Exceptional Joan

I don’t usually do this sort of thing.  Write about television or visual media.  I’m a book person.  I’m comfortable there.  But I suppose there’s a crossover, given that the writer for the most recent Elementary episode is Paul Cornell, whose fiction I’ve read and enjoyed here and there.  

Elementary is my favorite tv show.  It’s currently the only show I watch regularly and keep up with, as it comes out (online, 10pm is too late for me to stay up and watch it on the day).  One of the things I’ve most enjoyed about Elementary is it’s ability to represent lots of different kinds of people, to never feel like it’s consciously excluding any one group.  It seems, instead, to make a conscious effort to include people from groups that are generally marginalized in mainstream media.  It’s not perfect, by any stretch, but it does seem to make an effort.

So, we’re back to this week’s episode, “You’ve Got Me, Who’s Got you?,” written by Paul Cornell and featuring a comic book hero as its main plot.  It was funny, don’t get me wrong, and enjoyable to watch the way Joan and Sherlock’s relationship seems to have really come to a point of mutual understanding and closeness.  

Except, where were all the other women?

Except for Joan’s friend running the charity for whom she’s doing the clothing drive, there are basically no other women in the entire episode with speaking parts.  Even Morland’s Russian seamstress doesn’t get a word in when he casually dismisses her so he can conduct his seedy business with Joan.

Bad enough this happens at all, but add to it the fact that the episode is about comic books and superheroes–two subjects that have been really, well, shitty, about their treatment of women characters and women in general–and overall I was left with a feeling that the creators of this episode just didn’t think women were necessary or belonged.  Which is a hell of a feeling to get about a show that up till now always made me feel welcome, whose main characters always cared about what happened to those generally left out.

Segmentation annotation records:
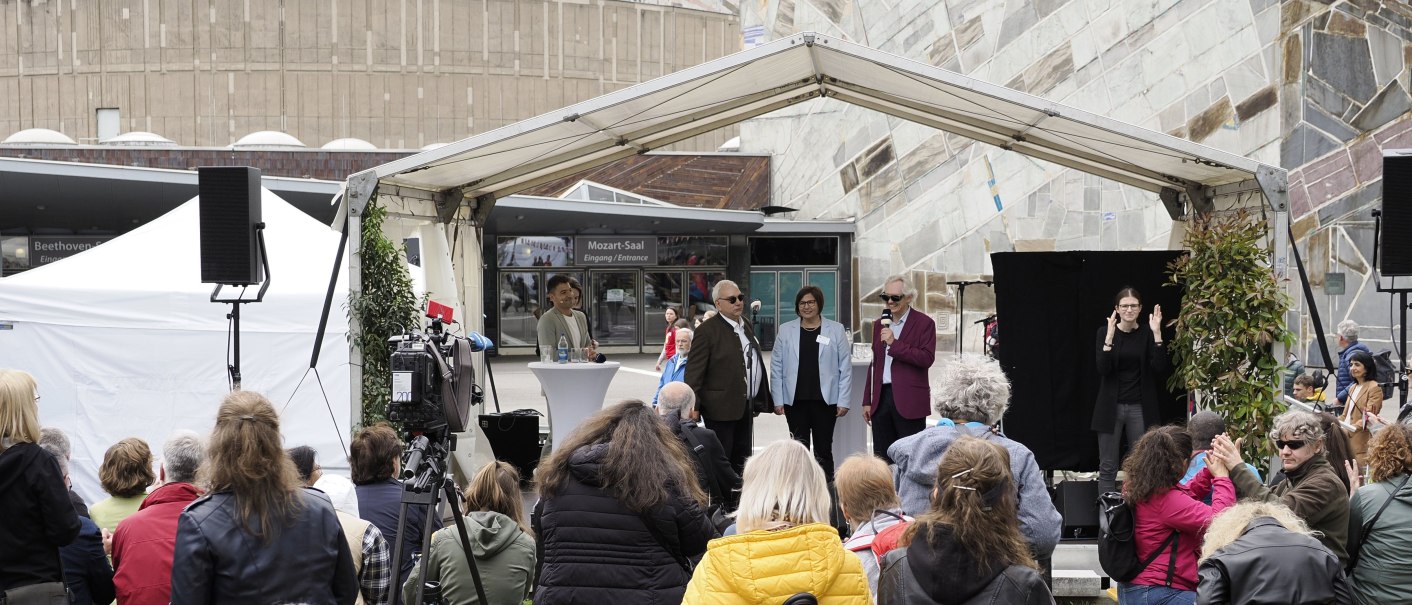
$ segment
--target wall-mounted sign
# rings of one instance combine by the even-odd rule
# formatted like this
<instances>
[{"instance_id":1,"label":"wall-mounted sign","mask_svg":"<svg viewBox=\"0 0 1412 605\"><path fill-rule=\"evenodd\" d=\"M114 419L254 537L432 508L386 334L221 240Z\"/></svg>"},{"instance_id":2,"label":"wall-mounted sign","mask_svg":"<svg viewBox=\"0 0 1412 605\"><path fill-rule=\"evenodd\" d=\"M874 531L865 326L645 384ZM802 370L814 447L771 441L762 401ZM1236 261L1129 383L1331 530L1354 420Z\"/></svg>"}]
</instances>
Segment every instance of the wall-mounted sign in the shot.
<instances>
[{"instance_id":1,"label":"wall-mounted sign","mask_svg":"<svg viewBox=\"0 0 1412 605\"><path fill-rule=\"evenodd\" d=\"M657 237L609 237L580 235L573 239L578 266L657 264Z\"/></svg>"},{"instance_id":2,"label":"wall-mounted sign","mask_svg":"<svg viewBox=\"0 0 1412 605\"><path fill-rule=\"evenodd\" d=\"M68 259L113 237L110 235L30 236L30 269Z\"/></svg>"}]
</instances>

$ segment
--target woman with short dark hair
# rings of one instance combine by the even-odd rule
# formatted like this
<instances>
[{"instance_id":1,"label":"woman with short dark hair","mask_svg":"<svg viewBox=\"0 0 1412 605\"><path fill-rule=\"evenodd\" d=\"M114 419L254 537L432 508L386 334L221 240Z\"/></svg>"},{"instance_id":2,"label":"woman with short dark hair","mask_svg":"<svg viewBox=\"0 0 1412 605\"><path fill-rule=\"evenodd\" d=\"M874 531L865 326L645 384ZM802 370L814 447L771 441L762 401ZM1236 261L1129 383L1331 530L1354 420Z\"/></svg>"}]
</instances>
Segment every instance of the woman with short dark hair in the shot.
<instances>
[{"instance_id":1,"label":"woman with short dark hair","mask_svg":"<svg viewBox=\"0 0 1412 605\"><path fill-rule=\"evenodd\" d=\"M210 434L206 479L210 492L176 522L174 604L357 599L353 556L333 503L299 481L282 447L280 416L264 396L226 396Z\"/></svg>"},{"instance_id":2,"label":"woman with short dark hair","mask_svg":"<svg viewBox=\"0 0 1412 605\"><path fill-rule=\"evenodd\" d=\"M1230 466L1219 458L1186 485L1192 435L1183 427L1148 431L1123 461L1123 498L1132 506L1138 560L1152 561L1132 581L1118 584L1120 602L1196 602L1196 558L1211 517L1236 503ZM1203 502L1211 496L1211 503ZM1155 553L1155 556L1154 556Z\"/></svg>"},{"instance_id":3,"label":"woman with short dark hair","mask_svg":"<svg viewBox=\"0 0 1412 605\"><path fill-rule=\"evenodd\" d=\"M535 481L535 602L681 602L714 527L686 447L651 407L627 400L590 416Z\"/></svg>"}]
</instances>

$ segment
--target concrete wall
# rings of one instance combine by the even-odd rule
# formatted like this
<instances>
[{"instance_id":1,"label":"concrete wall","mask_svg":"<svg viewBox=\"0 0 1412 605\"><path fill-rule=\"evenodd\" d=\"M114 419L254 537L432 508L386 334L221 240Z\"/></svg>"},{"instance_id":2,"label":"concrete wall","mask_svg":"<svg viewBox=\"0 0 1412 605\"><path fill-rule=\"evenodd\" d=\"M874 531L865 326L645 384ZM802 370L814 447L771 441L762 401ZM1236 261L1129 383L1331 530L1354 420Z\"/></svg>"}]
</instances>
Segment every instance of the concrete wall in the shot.
<instances>
[{"instance_id":1,"label":"concrete wall","mask_svg":"<svg viewBox=\"0 0 1412 605\"><path fill-rule=\"evenodd\" d=\"M45 127L227 146L418 148L493 130L740 49L734 4L576 0L0 3L0 139ZM690 141L714 150L733 131Z\"/></svg>"},{"instance_id":2,"label":"concrete wall","mask_svg":"<svg viewBox=\"0 0 1412 605\"><path fill-rule=\"evenodd\" d=\"M1412 146L1409 17L1372 0L768 0L741 21L747 44L815 30L1291 168L1300 250L1354 273L1326 325L1354 317L1377 339L1387 300L1353 311L1371 233L1343 233L1378 199L1378 148ZM988 276L993 252L1180 246L1155 195L839 102L743 124L741 151L777 154L772 204L796 218L857 216L861 291L911 271L943 351L945 281ZM988 294L967 290L967 325Z\"/></svg>"}]
</instances>

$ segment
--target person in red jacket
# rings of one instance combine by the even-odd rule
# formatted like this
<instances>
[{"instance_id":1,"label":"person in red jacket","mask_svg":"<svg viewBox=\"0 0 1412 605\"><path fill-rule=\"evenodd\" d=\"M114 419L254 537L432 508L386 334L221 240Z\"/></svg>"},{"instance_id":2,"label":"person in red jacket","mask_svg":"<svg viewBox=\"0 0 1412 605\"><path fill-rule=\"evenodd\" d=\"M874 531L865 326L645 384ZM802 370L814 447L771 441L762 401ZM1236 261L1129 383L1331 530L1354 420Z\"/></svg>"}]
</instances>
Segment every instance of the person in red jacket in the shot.
<instances>
[{"instance_id":1,"label":"person in red jacket","mask_svg":"<svg viewBox=\"0 0 1412 605\"><path fill-rule=\"evenodd\" d=\"M113 531L113 587L123 605L167 605L172 592L176 517L201 496L192 485L206 447L192 431L178 431L162 445L162 486L148 493Z\"/></svg>"},{"instance_id":2,"label":"person in red jacket","mask_svg":"<svg viewBox=\"0 0 1412 605\"><path fill-rule=\"evenodd\" d=\"M1224 458L1182 485L1192 435L1182 427L1148 431L1123 461L1124 499L1132 506L1138 560L1152 558L1131 582L1118 584L1118 602L1192 605L1196 558L1211 517L1236 503L1236 485ZM1211 503L1202 499L1210 493Z\"/></svg>"}]
</instances>

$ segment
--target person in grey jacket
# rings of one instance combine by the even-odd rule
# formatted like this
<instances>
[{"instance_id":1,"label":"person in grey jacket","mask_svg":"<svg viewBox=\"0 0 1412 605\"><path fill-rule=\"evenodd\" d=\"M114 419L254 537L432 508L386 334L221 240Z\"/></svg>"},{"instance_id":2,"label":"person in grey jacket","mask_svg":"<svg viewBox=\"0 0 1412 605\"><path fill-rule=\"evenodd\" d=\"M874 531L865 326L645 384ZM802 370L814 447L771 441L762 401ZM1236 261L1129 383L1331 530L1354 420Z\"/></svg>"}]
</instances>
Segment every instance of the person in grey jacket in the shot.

• [What you need to do]
a. Rewrite everything in the Elementary post from "So, we’re back" down to "understanding and closeness.", substituting "costumed crime fighter" for "comic book hero".
b. Locate each line of the entries that contains the string "target" and copy those lines.
The Elementary post and the entries bear no relation to each other.

• [Worked solutions]
a.
So, we’re back to this week’s episode, “You’ve Got Me, Who’s Got you?,” written by Paul Cornell and featuring a costumed crime fighter as its main plot.  It was funny, don’t get me wrong, and enjoyable to watch the way Joan and Sherlock’s relationship seems to have really come to a point of mutual understanding and closeness.

b.
--target wall-mounted sign
--target woman with short dark hair
--target concrete wall
--target person in red jacket
--target person in grey jacket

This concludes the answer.